# Selected passage
╭──

Thursday, July 15, 2021

"Do You Ever Talk to Your Dog?"

Stella in conversation with grass people



The man in a Navajo print poncho asked me, "Do you ever talk to your dog?" 

"All the time," I answered him truthfully. "She talks to me, too. And we both try listen as well."

He looked satisfied, "That's good. Keep it that way."

At the next corner, my dog Stella asked if we should cross to the shady side of the street by pointing her entire body in that direction. The day was turning warmer, so I said, "Good idea," the words I use with her to indicate agreement, but first I said, "Wait," which is how I tell her we need to first wait for traffic. Several cars drove past before I said, "Okay," and we crossed.

She told me, by a slight pull on the leash, that she thought we ought to continue straight, but it was time to start heading toward home, so I let her know that I'd rather go, saying, "This way," and she hopped a little as she changed directions.

This is how most of our conversations go, the two of us making suggestions to one another. I suppose that ultimately I have the power because I'm bigger and stronger, but the older I grow, the more uncomfortable I become in any relationship in which power is out of balance. I don't like to be told what to do and I don't like to tell others what to do, even if that person is a dog.

Sometimes I'm distracted and forget to listen. That's when Stella "acts out" by lurching this way and that or by lagging behind, bracing herself against me. Sometimes, if I'm particularly inattentive, she'll stand on her hind legs and punch me in the hip with her forepaws. There was a time when these behaviors irritated me, and they still sometimes spark that, but I've learned that what she is telling me is that I've lost the thread. She is saying, "What can possibly be more important that what we are doing together, right here, right now?"

In Leo Tolstoy's short story "The Three Questions," the protagonist finds the most important time is right now, the most important person is the one you are with, and the most important thing to do is to help that person. Perhaps something was lost in the translation from Russian, but Stella expands this lesson: the most important thing to do is to help, but first you must really listen.

You'll notice that I'm referring to Stella as a "person." It's a tip I first picked up from a Tlingit storyteller, who spoke of "orca whale people" and "bear people." In her book Braiding Sweetgrass, Robin Wall Kimmerer writes that in her traditions plants are people as well -- "maple people," "sweetgrass people," "wild leek people." If you haven't before, try it out and you'll find your relationship to everything shifts. When we're all people we suddenly have no choice but to talk and listen.

╰──

Saved entries
╭──

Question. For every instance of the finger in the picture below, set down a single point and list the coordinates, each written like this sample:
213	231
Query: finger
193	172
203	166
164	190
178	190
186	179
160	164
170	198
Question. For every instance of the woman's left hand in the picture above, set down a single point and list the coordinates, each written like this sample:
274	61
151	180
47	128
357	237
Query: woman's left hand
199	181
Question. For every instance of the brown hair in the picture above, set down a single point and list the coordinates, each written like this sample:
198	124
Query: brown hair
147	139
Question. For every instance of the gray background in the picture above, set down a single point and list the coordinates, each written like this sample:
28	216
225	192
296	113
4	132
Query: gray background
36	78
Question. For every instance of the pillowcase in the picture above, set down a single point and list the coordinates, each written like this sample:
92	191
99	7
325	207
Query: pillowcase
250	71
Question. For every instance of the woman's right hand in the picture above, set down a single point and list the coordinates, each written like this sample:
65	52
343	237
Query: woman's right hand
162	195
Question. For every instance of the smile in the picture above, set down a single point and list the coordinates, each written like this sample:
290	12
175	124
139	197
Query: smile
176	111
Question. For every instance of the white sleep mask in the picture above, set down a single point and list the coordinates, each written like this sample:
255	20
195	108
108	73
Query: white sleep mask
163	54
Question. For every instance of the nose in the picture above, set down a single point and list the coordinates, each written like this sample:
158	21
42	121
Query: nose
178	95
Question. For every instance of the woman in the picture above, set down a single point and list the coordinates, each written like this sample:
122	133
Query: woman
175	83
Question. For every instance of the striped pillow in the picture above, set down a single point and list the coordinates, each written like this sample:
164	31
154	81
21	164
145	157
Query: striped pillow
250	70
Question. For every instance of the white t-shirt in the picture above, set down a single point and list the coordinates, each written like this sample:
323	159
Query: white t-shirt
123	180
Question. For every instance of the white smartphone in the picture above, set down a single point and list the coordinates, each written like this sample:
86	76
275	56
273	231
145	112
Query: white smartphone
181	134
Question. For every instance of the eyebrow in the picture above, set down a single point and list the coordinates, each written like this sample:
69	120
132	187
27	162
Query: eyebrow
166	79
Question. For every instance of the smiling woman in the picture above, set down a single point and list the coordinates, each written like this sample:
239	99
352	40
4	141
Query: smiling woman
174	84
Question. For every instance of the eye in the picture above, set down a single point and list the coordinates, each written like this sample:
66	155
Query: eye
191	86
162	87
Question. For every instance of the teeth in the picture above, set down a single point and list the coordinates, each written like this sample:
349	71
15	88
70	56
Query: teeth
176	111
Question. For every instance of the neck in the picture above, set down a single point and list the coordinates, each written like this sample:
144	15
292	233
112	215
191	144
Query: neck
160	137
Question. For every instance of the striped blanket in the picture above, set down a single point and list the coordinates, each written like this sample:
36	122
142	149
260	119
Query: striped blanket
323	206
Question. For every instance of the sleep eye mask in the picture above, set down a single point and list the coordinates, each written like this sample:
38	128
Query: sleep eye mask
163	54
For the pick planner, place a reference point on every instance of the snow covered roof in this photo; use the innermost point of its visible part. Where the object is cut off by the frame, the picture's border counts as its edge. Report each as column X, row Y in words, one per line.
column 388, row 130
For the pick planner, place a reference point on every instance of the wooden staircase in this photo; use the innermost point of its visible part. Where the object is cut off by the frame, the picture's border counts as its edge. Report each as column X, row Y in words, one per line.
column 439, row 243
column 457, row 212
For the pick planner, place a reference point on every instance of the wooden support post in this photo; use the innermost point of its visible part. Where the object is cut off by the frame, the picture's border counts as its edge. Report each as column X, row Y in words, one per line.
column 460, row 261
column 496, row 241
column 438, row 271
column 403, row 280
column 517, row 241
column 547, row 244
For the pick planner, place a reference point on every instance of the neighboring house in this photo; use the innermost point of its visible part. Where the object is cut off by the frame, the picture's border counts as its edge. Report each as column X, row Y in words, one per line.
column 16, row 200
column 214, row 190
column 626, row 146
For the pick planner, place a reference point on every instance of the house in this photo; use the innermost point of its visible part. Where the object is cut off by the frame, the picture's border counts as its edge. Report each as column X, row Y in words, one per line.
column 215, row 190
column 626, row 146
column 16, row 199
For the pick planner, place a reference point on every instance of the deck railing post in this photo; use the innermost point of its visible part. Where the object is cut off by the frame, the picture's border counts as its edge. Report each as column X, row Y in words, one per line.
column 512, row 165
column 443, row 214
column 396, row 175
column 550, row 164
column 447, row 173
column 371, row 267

╰──

# Task item
Pick up the blog post about talking to a dog right after its last sentence and keep it going. The saved lines are separate material and have no connection to the blog post about talking to a dog.

# Expected output
Stella suggesting we go "that way."

The world of human people that we've created is one of hierarchy. The stories we tell are of owners who have lost control of their pets; of employers who have lost the respect of the employed; of parents who are wrapped around the little fingers of their children. If you listen to our public dialog, it is comprised mostly of conversation about power and hierarchy. This is what I hear when I listen only to the human people, but the moment I tune in to the other peoples of this planet, I am overwhelmed by talk of cooperation, equality, reciprocity, and agreement. And this also goes especially for children people. More often than not, at bottom, their "challenging behaviors" tell us that they care nothing about our hierarchies and they resent our exercise of power over them. Indeed, they are telling us that it is an evil that seeks domination and it starts by destroying cooperation, equality, reciprocity, and agreement, trampling the grass from which the basket of life is woven. 

It seems that all the peoples of the earth, with the exception of the adult human people, are telling us to listen until we understand, help in the way that we can, and then, lastly, take only what we need. 

I'm sure by this point, I've lost many readers. They have scoffed at my "anthropomorphism" and clicked away. They have shaken their heads at my naiveté and dismissed it as "wouldn't it be lovely." They have frowned at my oversimplification, and left before these final paragraphs to return to their news sites where people argue over their precious hierarchy. 

In our bodies, the cells that will not listen are called cancer, and we seek to eradicate them or they will kills us. In the body of the planet, we are the cells that will not listen, yet instead of eradicating us, the other people's of the world, including our own children, have not lost hope and are still begging us to simply engage with them in a dialog between equals.